• _EXTRAIT DU DOCUMENT_:
####

Souvent sollicité par les démocrates, Gary Gensler a accompagné les gouvernements de gauche en tant que régulateur financier. Il a commencé sa carrière de fonctionnaire au Département du Trésor des Etats-Unis en tant que secrétaire adjoint de 1997 à 1999, puis en tant que sous-secrétaire pour les finances nationales de 1999 à 2001. Sous son mandat, il s’est démené pour l’adoption du CFMA (Commodity Futures Modernization Act). Cette loi fédérale, signée le 21 décembre 2000 par Bill Clinton, marque une plus grande différence juridique entre les titres (actions, obligations, dettes privées, …) et les matières premières (café, sucre, pétrole, blé, …). Dès lors, les transactions sur les produits dérivés ne sont plus réglementées en tant que contrat à terme ou commerce de titres. De surcroît, le CFMA a définitivement clarifié les rôles de la SEC, responsable de réglementer les marchés des valeurs mobilières, et de la CFTC (Commodity Futures Trading Commission) chargée de réglementer les marchés à terme et d’options sur matières premières. Par ailleurs, ses travaux au Département du Trésor lui ont valu la plus haute distinction de l’agence : le prix Alexander Hamilton.

####

• _DONNÉES FOURNIES_:
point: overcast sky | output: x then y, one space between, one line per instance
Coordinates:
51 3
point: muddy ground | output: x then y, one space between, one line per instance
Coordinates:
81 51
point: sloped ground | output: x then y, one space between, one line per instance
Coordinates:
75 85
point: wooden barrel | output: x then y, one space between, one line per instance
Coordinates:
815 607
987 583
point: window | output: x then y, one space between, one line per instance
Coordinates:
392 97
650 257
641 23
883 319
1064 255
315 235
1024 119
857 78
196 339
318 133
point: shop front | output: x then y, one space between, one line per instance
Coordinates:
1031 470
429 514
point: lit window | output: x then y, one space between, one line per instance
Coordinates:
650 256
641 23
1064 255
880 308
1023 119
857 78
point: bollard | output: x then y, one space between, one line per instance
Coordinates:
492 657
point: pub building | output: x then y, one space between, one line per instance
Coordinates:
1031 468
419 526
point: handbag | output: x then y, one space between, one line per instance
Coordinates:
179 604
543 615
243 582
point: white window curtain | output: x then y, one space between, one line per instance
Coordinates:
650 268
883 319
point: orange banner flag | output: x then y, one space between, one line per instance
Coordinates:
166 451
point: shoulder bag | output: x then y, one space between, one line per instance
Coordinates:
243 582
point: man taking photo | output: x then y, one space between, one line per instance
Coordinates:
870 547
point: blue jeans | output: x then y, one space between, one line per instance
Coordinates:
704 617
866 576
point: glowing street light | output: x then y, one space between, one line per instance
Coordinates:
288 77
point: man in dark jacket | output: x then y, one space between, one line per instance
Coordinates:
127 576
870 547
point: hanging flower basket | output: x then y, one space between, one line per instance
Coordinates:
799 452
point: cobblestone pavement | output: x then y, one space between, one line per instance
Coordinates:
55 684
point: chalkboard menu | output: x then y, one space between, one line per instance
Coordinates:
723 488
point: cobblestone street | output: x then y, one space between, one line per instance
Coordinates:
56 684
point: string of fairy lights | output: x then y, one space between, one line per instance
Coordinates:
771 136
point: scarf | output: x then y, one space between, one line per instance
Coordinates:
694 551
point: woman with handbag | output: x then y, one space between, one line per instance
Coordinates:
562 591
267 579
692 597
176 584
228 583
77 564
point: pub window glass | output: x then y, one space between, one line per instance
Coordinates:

####

• _CONSIGNE_:
Reprenez le texte sur la carrière de Gary Gensler et poursuivez-le après sa dernière phrase. Les données ci-dessus n'entrent pas en jeu ici.

• _RÉSULTAT ATTENDU_:
La Loi Sarbanes-Oxley, une réponse au manque de transparence des entreprises

Par la suite, il rejoint en 2001 l’équipe du sénateur américain Paul Sarbanes, président de la commission bancaire du Sénat. Il fut son principal conseiller et participa à la rédaction de la loi Sarbanes-Oxley qui permis de renforcer les normes comptables suite à l’affaire Enron. Entreprise encensée par les analystes financiers, sa valeur boursière ne cessait de grimper. En effet, la société augmentait artificiellement ses profits tout en dissimulant ses déficits en utilisant des sociétés-écrans et en falsifiant ses comptes. Ce scandale démontra les effets négatifs d’une déréglementation sans contrôle et des abus que peuvent engendrer les marchés financiers. Dorénavant, les entreprises sont davantage responsabilisées dans la publication de leurs comptes. Ainsi, la loi Sarbanes-Oxley soumet les sociétés aux obligations suivantes : approbation de leurs états financiers par les directeurs généraux et financiers ainsi que la publication des engagements hors bilan, du rapport du commissaire aux comptes et de l’audit interne.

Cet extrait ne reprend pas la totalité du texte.